Stated exercise 1 —
Pick out every line of the listing that contains the string "pole", and copy each one. Case counts.

Source text —
Waiting for the introduction of the new pope left me bored and excited. Bored because the wait in the Eternal City seemed to be taking an eternity, and excited because he might be revealed any second. There was no way to tell when the moment would come. At least, I didn’t believe there was until the seagull landed.
It was chilly and damp on the roof of the convent overlooking St. Peter’s Square in Rome. In March 2013, we built a set among the nuns for the CBS Evening News. I was anchoring our coverage of the election of a new pope after the astonishing resignation of Pope Benedict XVI, the first pope to retire in nine hundred years. I was supposed to be on a family vacation to Easter Island. As often, the family went without me. “Nine hundred years and they pick this week,” I muttered to myself. Our set had a high, commanding view of St. Peter’s Square, St. Peter’s Basilica, the Sistine Chapel—the entire Holy See (which derives from the Latin Sancta Sedes or “Holy Seat”).
The College of Cardinals flew in from around the world to roost in the Sistine Chapel where they would ask God’s guidance in their vote. The Catholic world was waiting for the traditional white smoke from the chapel’s metal stovepipe that would signal success. The first day, March 12, was filled mostly with ceremony, prayer and oaths sworn by the 115 cardinal electors in attendance. Late in the day, inside the chapel, the Papal Master of Ceremonies called, “Extra omnes!” or “Everybody out!” The electors were sealed in, watched over by God himself at the center of Michelangelo’s masterpiece ceiling. There was time that first day for only one ballot. Black smoke rose from the chimney indicating that no cardinal received the required two-thirds vote to become pope. The second day, two rounds of votes in the morning were inconclusive. All I could do, sitting in the drizzle, was prepare. I read over my notes on the three dozen most-likely candidates. An associate producer handed me a sheaf of legal-sized papers. Each page listed five candidates and a short biography so I would have something to say immediately when the pope’s name was pronounced in Latin, from the balcony of St. Peter’s Basilica. “I’m really sorry,” the young man apologized, handing me the notes. “We couldn’t get these in alphabetical order. They’re completely random.” I looked at the pages, numbered one through seven with five cardinals per page. I thanked the associate producer, praised his effort and thought, “I’ll never find the right guy listed randomly in all these pages while we’re on the air.”
Early that evening, I noticed one of Rome’s recently ubiquitous seagulls gliding in from the low, gray sky. He (or she?) came to perch on top of the Sistine Chapel chimney, which had been so stingy with history. I asked one of our cameramen to tape a close-up of the roosting gull. This passed for amusement at the time. It was after 6:00 p.m. The sun had long crossed the Tiber River and was settling into the Seven Hills. The rotund bird, white with dove gray wings, gripped the edge of the pipe with yellow talons and remained for the longest time. As the shadows climbed up Bramante’s basilica dome, the damp chill fell to forty-three degrees. After dark, just on the far side of seven o’clock, the bird heaved its wings and jumped off the chimney. Seconds later, I saw why the bird bailed. It must have gotten hot up there. At 7:06 p.m. local time, the pipe exhaled white smoke. We flashed onto the CBS network with a Special Report. In short order it was announced the new pope was Jorge Bergoglio, formerly Archbishop of Buenos Aires, Argentina. He became the first pontiff from the Americas. He selected the pontifical name of Francis, after St. Francis of Assisi.

Provided records —
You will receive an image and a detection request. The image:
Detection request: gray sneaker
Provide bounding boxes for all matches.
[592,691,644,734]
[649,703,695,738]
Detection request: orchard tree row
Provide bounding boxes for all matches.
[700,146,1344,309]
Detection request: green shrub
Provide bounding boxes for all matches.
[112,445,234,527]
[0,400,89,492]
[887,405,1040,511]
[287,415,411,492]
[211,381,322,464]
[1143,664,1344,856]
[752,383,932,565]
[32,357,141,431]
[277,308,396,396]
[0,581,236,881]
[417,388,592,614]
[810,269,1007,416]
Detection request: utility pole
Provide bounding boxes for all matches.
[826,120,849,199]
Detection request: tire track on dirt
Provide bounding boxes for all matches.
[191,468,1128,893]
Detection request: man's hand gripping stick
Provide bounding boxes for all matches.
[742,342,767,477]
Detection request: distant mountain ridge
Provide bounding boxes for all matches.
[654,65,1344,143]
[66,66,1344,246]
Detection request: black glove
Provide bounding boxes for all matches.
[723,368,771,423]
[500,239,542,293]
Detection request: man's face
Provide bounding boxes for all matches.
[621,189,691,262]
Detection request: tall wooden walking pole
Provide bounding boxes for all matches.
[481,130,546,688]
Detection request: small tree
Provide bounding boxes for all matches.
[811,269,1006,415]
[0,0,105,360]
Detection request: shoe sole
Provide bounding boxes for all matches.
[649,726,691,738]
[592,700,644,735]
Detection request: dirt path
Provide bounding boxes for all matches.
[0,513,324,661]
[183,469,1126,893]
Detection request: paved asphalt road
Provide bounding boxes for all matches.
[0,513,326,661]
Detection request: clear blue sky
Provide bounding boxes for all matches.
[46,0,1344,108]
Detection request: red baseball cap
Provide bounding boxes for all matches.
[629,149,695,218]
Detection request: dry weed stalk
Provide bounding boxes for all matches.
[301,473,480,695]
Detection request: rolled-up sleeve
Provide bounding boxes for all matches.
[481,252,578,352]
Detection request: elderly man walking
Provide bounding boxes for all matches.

Stated exercise 2 —
In the account of the papal election, at what local time did white smoke come from the Sistine Chapel pipe?

Complete output 1 —
Detection request: utility pole
Detection request: tall wooden walking pole

Complete output 2 —
At 7:06 p.m. local time.